- WHAT IS EXPECTED: The records below must be transcribed exactly.

- THE DATA:
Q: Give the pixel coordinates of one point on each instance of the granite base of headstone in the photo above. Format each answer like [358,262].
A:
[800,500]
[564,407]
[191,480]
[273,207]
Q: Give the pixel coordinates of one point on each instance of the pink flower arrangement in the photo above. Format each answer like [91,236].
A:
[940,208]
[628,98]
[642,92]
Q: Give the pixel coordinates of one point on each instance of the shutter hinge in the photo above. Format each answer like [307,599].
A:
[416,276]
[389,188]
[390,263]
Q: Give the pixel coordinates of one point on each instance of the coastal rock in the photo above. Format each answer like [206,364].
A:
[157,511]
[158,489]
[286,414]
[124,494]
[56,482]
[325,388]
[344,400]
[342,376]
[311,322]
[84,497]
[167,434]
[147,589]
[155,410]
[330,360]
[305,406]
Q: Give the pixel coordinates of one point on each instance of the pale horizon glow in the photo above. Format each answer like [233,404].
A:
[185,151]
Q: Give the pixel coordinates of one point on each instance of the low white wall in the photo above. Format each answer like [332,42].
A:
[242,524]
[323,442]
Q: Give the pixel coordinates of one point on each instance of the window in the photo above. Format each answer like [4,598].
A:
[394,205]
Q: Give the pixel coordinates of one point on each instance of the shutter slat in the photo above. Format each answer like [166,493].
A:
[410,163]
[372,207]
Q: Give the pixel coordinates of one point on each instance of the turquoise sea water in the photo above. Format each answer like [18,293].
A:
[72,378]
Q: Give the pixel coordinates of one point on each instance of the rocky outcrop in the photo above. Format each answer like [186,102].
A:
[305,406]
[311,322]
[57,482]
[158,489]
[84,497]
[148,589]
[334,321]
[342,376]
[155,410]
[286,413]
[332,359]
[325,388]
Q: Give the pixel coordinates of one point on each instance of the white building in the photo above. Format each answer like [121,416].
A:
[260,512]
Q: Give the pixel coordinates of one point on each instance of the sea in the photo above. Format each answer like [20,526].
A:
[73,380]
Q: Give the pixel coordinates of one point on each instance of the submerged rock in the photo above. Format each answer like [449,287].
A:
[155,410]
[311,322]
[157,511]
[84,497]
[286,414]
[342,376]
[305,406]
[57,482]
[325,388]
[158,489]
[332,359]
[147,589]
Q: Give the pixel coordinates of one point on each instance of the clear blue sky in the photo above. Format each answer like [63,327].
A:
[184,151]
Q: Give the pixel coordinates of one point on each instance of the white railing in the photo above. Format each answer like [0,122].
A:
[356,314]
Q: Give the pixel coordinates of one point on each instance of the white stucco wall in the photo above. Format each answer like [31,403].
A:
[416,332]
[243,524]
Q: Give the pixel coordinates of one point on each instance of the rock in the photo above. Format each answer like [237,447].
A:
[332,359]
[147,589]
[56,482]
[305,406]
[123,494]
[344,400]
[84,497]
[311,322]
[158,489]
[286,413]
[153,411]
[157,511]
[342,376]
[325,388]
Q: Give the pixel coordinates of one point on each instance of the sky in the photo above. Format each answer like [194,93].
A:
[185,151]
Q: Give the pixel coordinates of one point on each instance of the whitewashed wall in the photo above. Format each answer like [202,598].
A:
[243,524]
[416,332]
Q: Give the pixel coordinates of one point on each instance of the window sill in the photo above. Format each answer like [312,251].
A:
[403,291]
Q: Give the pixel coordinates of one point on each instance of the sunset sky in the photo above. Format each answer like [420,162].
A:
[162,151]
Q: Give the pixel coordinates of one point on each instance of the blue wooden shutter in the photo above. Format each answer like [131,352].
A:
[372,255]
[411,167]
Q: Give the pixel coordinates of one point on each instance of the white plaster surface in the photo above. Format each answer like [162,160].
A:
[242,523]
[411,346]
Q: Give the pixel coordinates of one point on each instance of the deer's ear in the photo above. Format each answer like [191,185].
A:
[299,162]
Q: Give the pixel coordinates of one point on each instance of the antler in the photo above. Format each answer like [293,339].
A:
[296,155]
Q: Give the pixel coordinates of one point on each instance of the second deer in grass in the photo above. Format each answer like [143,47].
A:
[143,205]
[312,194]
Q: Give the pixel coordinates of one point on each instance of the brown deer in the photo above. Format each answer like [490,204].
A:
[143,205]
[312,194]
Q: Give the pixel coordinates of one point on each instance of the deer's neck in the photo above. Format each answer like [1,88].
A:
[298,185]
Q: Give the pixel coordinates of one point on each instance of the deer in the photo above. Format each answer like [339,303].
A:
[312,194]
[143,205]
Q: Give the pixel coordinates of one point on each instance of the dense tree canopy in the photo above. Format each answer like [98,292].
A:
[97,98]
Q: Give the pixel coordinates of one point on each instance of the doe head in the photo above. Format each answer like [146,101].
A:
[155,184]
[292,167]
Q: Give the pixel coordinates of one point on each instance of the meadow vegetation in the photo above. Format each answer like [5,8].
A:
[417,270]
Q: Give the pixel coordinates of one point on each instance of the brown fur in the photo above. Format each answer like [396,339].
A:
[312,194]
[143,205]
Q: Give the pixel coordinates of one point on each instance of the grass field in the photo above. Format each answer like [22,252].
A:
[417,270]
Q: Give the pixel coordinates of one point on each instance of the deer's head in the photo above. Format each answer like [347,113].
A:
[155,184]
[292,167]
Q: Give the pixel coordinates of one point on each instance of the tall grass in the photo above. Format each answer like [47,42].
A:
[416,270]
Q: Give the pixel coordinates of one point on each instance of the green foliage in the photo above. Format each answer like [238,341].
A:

- EXERCISE ANSWER:
Q: Give the pixel coordinates of one point on each instance of the granite base of headstone in the photo above. Format each answer like [358,262].
A:
[800,500]
[564,407]
[191,480]
[273,207]
Q: Give the pixel coordinates of one point on each instance of the pink flower arrangement in the photo above. Format each answer like [91,236].
A:
[940,208]
[628,98]
[642,92]
Q: Give the pixel coordinates of one point on each instance of the shutter hinge in the photo above. Format each answer like [307,599].
A:
[416,276]
[389,188]
[390,263]
Q: Give the pixel coordinates of one point on each instance of the coastal rock in the photo above. Format each answer like [206,364].
A:
[157,511]
[158,489]
[286,414]
[124,494]
[56,482]
[325,388]
[344,400]
[342,376]
[311,322]
[84,497]
[167,434]
[147,589]
[155,410]
[330,360]
[305,406]
Q: Give the pixel coordinates of one point on each instance of the pale horizon glow in the photo above. Format each answer like [233,404].
A:
[185,151]
Q: Give the pixel coordinates of one point on each instance of the low white wall in the photo above. Format each answer like [332,42].
A:
[242,524]
[323,442]
Q: Give the pixel coordinates of one point on each instance of the window in the photo above. Format each answer like [4,598].
A:
[394,205]
Q: Give the pixel coordinates of one point on each instance of the shutter slat in the photo above. Format each answer like [166,493].
A:
[410,163]
[372,207]
Q: Give the pixel coordinates of one point on each instance of the turquoise sea water in the photo above. Format each answer like [18,293].
A:
[72,378]
Q: Give the pixel coordinates of one point on each instance of the rocky outcrop in the photo above. Format each answer like [186,102].
A:
[305,406]
[311,322]
[57,482]
[158,489]
[84,497]
[148,589]
[334,321]
[342,376]
[155,410]
[286,413]
[332,359]
[325,388]
Q: Give the pixel coordinates of one point on each instance of the white building in the photo above. Format each answer like [121,416].
A:
[260,512]
Q: Give the pixel coordinates of one point on each instance of the sea in the photo above. Format each answer like [20,526].
A:
[73,380]
Q: Give the pixel coordinates of one point on each instance of the submerged rock in the photo above. Format each answer like [449,287].
A:
[155,410]
[311,322]
[157,511]
[84,497]
[286,414]
[342,376]
[305,406]
[57,482]
[325,388]
[158,489]
[332,359]
[147,589]
Q: Give the pixel coordinates of one point on each instance of the clear blue sky in the photo above. Format each answer like [63,327].
A:
[184,151]
Q: Give the pixel coordinates of one point on each instance of the white railing in the photo above. Format each answer like [0,122].
A:
[356,314]
Q: Give the pixel coordinates of one point on each instance of the white stucco wall in the photo above. Format each answer like [31,403].
A:
[416,332]
[243,524]
Q: Give the pixel coordinates of one point on each instance of the rock in the photo above. Format each answer like [237,447].
A:
[332,359]
[147,589]
[56,482]
[305,406]
[123,494]
[344,400]
[84,497]
[311,322]
[158,489]
[286,413]
[153,411]
[157,511]
[342,376]
[325,388]
Q: Give the pixel coordinates of one point on each instance of the sky in the photo above. Format each answer like [194,93].
A:
[185,151]
Q: Give the pixel coordinates of one point on each instance of the whitewashed wall in the photo above. Format each answer like [202,598].
A:
[243,524]
[416,332]
Q: Give the pixel coordinates of one point on each instance of the window sill in the photo above. Format each answer like [312,251].
A:
[403,291]
Q: Give the pixel coordinates of one point on each instance of the sunset sky in the photo above. Format each answer like [420,162].
A:
[162,151]
Q: Give the pixel coordinates of one point on each instance of the blue wooden shutter in the photo above. Format each answer like [131,352].
A:
[372,255]
[411,167]
Q: Give the pixel coordinates of one point on each instance of the white plaster surface in the photo above. Format each answer like [162,160].
A:
[242,523]
[411,346]
Q: Give the pixel coordinates of one point on each instance of the deer's ear in the photo above. Format each answer like [191,185].
A:
[299,162]
Q: Give the pixel coordinates of one point on each instance of the antler in the photo above. Format each answer like [293,339].
A:
[296,155]
Q: Give the pixel coordinates of one point on each instance of the second deer in grass in the photo above. Format each answer like [143,47].
A:
[143,205]
[312,194]
Q: Give the pixel coordinates of one point on each instance of the brown deer in the photo above. Format each answer like [490,204].
A:
[143,205]
[312,194]
Q: Give the pixel coordinates of one point on each instance of the deer's neck in the photo above. Format each answer like [1,88].
A:
[298,185]
Q: Give the pixel coordinates of one point on each instance of the deer in the photo above. Format each answer like [339,303].
A:
[312,194]
[143,205]
Q: Give the pixel coordinates of one point on each instance of the dense tree canopy in the photo above. Format each answer like [98,292].
A:
[97,98]
Q: Give the pixel coordinates of one point on each instance of the doe head in the photo above. Format each answer like [146,101].
A:
[155,184]
[292,167]
Q: Give the pixel coordinates of one point on each instance of the meadow vegetation in the photo above. Format each answer like [5,8].
A:
[417,270]
Q: Give the pixel coordinates of one point on each instance of the brown fur in the photo above. Format each answer like [396,339].
A:
[312,194]
[143,205]
Q: Give the pixel coordinates of one point on each instance of the grass field in the photo above. Format each answer like [22,252].
A:
[417,270]
Q: Give the pixel coordinates of one point on each instance of the deer's head in the photo above. Format each answer like [347,113].
A:
[155,184]
[292,167]
Q: Give the pixel coordinates of one point on each instance of the tall grass in the photo above. Format each answer like [47,42].
A:
[416,270]
Q: Give the pixel coordinates of one point on each instance of the green foliage in the photo above. Format each answer like [238,341].
A:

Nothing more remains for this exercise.